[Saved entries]
§ §

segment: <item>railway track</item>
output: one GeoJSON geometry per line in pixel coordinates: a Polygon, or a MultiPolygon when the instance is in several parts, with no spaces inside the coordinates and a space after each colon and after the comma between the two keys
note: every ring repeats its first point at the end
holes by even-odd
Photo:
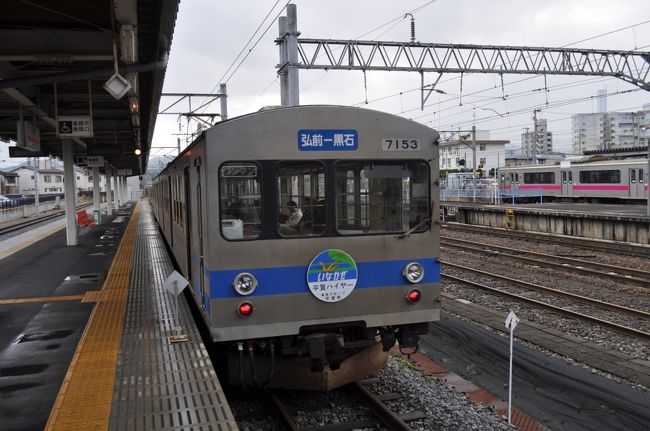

§ §

I need the entries printed exactly, with each picture left out.

segment: <item>railway track</item>
output: one GeoJSON geometry per line in pixel coordinates: a Polygon, or a MultiPolygon when the instance is in several parts, with no spaces inside the coordinates and a space after each colon and after the comma between the two keys
note: every ring repeats its first point at the end
holes by even-odd
Photo:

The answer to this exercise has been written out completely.